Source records
════

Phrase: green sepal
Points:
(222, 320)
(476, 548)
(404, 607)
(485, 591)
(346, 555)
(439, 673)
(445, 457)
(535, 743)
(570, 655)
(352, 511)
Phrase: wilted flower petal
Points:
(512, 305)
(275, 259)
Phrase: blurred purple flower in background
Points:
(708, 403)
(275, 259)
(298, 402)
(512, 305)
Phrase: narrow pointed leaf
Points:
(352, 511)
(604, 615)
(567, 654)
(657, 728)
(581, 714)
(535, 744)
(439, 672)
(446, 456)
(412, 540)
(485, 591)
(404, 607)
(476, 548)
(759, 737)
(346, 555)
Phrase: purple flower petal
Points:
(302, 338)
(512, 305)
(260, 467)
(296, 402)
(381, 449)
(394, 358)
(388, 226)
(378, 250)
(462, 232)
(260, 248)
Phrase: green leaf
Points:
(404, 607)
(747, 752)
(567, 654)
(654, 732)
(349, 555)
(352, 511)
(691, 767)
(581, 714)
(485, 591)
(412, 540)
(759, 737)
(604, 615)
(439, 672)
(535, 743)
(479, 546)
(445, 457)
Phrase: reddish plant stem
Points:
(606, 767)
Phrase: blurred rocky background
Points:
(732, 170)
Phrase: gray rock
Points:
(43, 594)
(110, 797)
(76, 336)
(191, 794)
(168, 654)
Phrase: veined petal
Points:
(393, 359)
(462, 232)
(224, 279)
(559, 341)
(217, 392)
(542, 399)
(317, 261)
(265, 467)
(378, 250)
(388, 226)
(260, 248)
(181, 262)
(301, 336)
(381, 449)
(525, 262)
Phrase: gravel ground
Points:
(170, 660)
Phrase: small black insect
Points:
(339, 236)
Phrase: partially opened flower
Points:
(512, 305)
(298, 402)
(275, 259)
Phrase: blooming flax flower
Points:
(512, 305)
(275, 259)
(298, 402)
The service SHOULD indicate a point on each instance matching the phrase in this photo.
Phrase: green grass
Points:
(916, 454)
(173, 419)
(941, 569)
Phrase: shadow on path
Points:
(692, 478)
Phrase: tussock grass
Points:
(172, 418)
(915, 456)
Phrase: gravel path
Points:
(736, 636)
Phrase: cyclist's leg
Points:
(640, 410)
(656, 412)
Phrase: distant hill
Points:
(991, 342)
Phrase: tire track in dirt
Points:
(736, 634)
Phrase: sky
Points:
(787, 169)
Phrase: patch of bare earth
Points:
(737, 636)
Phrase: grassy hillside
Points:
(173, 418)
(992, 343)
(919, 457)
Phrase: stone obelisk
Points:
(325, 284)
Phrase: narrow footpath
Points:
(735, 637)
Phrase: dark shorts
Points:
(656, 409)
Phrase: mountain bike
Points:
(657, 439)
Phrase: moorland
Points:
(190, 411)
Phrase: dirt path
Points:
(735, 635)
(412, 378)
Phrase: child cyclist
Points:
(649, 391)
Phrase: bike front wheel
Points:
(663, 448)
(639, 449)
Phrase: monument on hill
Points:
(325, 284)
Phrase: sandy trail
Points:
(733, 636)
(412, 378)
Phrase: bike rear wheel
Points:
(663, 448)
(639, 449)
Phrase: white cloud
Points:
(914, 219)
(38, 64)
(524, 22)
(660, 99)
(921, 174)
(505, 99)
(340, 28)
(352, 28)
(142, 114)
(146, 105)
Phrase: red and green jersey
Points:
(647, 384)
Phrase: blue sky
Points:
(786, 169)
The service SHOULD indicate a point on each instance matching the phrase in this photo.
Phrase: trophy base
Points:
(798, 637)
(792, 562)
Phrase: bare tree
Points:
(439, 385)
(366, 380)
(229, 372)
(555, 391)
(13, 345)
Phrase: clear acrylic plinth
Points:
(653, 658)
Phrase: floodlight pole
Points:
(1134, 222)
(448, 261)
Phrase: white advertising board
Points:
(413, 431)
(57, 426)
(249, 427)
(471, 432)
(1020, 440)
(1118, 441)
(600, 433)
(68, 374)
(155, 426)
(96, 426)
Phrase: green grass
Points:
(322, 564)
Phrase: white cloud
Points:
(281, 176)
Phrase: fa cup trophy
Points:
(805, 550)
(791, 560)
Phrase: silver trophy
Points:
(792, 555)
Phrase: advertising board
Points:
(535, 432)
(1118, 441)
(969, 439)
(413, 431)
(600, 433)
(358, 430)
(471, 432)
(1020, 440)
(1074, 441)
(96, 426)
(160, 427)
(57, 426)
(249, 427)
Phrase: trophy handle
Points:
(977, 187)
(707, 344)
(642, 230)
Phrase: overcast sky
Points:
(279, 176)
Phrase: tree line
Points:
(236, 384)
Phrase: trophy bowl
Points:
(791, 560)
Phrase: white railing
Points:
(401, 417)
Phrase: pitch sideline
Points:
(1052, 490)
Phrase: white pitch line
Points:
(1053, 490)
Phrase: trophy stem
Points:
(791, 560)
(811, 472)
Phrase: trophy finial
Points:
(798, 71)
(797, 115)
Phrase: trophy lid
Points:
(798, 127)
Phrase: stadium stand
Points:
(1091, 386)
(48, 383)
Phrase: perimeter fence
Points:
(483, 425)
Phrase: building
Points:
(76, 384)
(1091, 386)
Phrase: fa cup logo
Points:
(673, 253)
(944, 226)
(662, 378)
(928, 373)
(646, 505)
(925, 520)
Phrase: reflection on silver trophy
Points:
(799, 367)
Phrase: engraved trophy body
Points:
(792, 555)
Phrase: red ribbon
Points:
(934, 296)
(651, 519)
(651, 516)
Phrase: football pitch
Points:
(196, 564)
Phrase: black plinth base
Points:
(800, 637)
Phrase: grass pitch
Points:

════

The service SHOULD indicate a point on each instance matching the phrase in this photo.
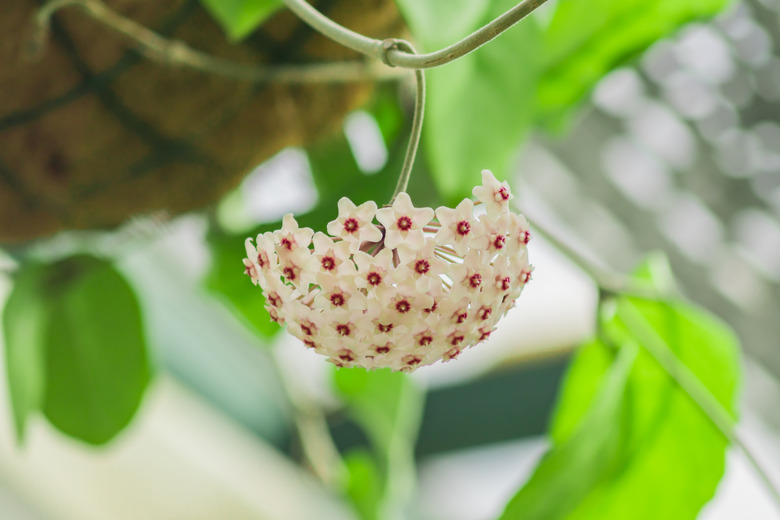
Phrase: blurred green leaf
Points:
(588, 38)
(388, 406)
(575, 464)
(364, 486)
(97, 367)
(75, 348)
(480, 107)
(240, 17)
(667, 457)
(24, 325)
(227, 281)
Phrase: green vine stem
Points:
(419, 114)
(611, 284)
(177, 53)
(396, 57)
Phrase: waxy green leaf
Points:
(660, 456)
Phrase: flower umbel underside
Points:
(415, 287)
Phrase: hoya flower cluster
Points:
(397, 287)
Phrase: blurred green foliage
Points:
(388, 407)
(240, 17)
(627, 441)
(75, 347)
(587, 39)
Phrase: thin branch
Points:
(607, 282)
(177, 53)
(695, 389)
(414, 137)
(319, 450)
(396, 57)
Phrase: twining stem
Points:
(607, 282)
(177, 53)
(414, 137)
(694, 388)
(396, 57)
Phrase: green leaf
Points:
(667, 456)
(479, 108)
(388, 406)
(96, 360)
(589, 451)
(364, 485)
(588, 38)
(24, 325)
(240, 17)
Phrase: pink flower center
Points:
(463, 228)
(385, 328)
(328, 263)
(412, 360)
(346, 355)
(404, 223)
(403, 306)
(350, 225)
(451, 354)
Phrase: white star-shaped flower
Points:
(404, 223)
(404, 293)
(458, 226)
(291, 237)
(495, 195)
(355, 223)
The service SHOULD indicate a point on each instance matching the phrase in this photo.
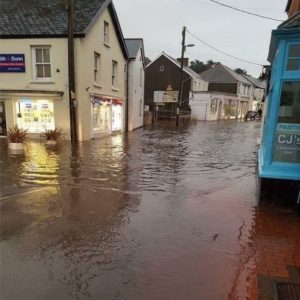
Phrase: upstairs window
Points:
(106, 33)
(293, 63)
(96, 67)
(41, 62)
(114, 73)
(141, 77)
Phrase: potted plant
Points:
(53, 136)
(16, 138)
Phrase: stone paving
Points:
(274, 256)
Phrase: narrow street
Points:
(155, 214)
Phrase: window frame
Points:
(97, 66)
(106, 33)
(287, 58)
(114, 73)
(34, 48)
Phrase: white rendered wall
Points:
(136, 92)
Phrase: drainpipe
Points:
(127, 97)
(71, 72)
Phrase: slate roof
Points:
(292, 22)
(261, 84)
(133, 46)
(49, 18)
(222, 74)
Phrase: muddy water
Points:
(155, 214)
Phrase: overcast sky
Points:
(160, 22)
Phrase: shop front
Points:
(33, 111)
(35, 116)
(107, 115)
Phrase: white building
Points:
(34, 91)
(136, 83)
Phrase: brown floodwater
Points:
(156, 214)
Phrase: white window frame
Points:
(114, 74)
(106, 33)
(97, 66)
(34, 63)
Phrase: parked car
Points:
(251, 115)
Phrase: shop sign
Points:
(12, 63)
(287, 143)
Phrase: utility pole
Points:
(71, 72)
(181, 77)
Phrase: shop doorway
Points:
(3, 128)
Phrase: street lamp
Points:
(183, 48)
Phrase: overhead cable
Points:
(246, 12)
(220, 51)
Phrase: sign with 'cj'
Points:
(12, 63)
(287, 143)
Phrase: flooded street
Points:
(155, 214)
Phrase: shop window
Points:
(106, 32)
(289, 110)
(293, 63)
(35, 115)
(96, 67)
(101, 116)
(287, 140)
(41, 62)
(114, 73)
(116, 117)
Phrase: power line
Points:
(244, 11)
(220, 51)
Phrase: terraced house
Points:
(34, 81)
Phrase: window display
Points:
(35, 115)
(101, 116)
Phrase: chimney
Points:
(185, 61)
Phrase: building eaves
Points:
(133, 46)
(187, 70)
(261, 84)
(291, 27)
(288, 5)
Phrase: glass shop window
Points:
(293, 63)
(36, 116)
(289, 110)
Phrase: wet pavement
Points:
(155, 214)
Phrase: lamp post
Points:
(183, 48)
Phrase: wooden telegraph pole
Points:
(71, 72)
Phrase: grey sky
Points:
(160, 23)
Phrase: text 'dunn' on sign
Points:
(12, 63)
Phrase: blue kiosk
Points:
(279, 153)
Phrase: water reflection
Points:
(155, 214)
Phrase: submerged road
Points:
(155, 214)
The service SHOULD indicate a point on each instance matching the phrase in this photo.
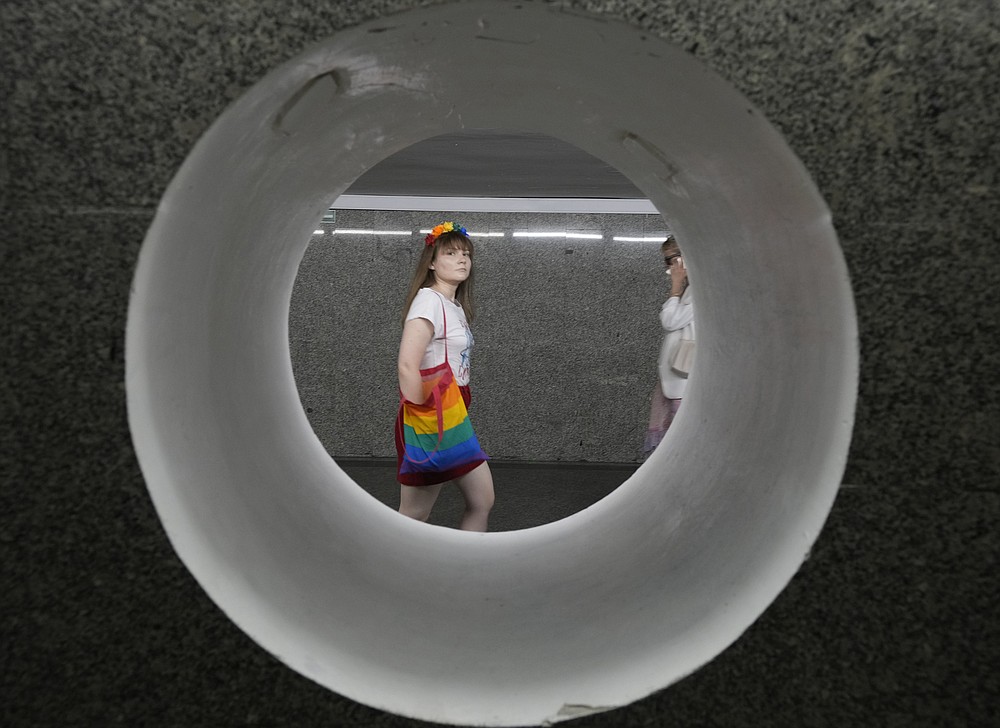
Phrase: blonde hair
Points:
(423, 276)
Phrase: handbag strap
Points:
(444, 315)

════

:: PROBLEM DETAILS ::
Copy each line of the preceding data that contains the string "flower".

:: ANSWER TO THE EXERCISE ::
Phrase: wilted flower petal
Phrase: blurred purple flower in background
Phrase: purple flower petal
Phrase: partially opened flower
Phrase: blooming flax flower
Phrase: flower umbel underside
Phrase: hoya flower cluster
Phrase: pink flower center
Phrase: white star-shaped flower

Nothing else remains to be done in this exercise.